### [Document passage]
Iran and Vietnam: A president needs to save face.

You fasten all the triggers
For the others to fire
Then you sit back and watch
While the death count gets higher

     
    Bob Dylan, "Masters of War," 1963



March, 2026: Trump: we will leave "in two to three weeks."

April, 2026: Trump: we will leave "pretty quickly."

May, 2026: Trump: we are willing to wait "a few days."

June, 2026: Trump says "very soon."

Trump wants a way out of the Iran war that doesn't look like losing. 

Trump is scrambling. The polls are bad. Gas prices are high. Republicans expect to lose the House, even with all the gerrymanders. Senate Majority Leader John Thune cannot round up 50 Republican votes to meet Trump's demands. The war that was supposed to be quick, decisive, and glorious has become a political liability.

The strategic goals of the war — regime change, elimination of Iran's nuclear program, end to support of regional proxies — are unmet. The regime is still in place, with younger leadership and a fresh sense of national grievance. Their nuclear ambitions remain, only now inspections are a matter of negotiations. And Iran has acquired something more dangerous than a bomb: control of the Strait of Hormuz. Before February 28, the strait was an international waterway. Now it isn't. Iran can threaten the flow of oil the world needs. Countries that depend on it are seeking side deals. The goalposts have shifted so much that now we are negotiating to try to keep the strait from becoming a toll road for Iran. 

This war may bring regime change -- at the U.S. Iran can flip the power balance in the U.S. House by what they can do to the price of gasoline and the mood of the stock market. This war gave Iran "the cards."

Today's Wall Street Journal
So the war continues. Not because we can turn this into a win, but because Trump needs a formula that lets him say we won. He cannot pretend we won if Iran keeps shooting at ships and lobbing missiles into the oil kingdoms of the Gulf. We are supposed to protect them and their fragile, exposed economies, but we have shown we cannot. The oil kingdoms can protect themselves, though, by making nice with Iran and demanding we remove our regional military bases. 

This war is a loser, but the war continues.

I've seen this before.

In 1971 I was in my last year of college. My student deferment was expiring. When I graduated, I would be eligible to be drafted and sent to Vietnam.

My lottery number was 202. The army estimated that it would need to call up the first 195 numbers, unless something came up and they needed more. I was seven numbers from a war that Nixon and Kissinger had concluded could not be won. I didn't know that then. I thought they thought we were fighting for principles of democracy and anti-communism. I thought our leaders were sincere, but wrong. They weren't. The tapes and diaries that were revealed after their terms of office showed that they were cynical, selfish, and immoral. They were fighting to win an election. American lives were just the price to pay to avoid Nixon having to admit the war was pointless.

Here is what Nixon and Kissinger knew, and said to each other privately:

They said the war was unwinnable. Soldiers would be sent there, some would die, but the outcome was already determined. The Pentagon, State Department, and CIA had told them that even after Vietnamization — the plan to train the South Vietnamese to defend themselves — Saigon would not survive without U.S. combat support. Leaving meant losing. Our military was going to leave as soon as it could do it without endangering the 1972 re-election. Nixon wanted to claim "peace with honor." Since it couldn't, it needed to wait until the re-election was safely squared away. Then admit reality.

### [What you should do]
Copy everything from "Trump wants a" down to "a political liability." in the essay on Iran and Vietnam, swapping "political liability" for "political burden".

### [Raw data]
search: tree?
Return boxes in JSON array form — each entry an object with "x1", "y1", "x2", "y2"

### [Response to the task]
Trump wants a way out of the Iran war that doesn't look like losing. 

Trump is scrambling. The polls are bad. Gas prices are high. Republicans expect to lose the House, even with all the gerrymanders. Senate Majority Leader John Thune cannot round up 50 Republican votes to meet Trump's demands. The war that was supposed to be quick, decisive, and glorious has become a political burden.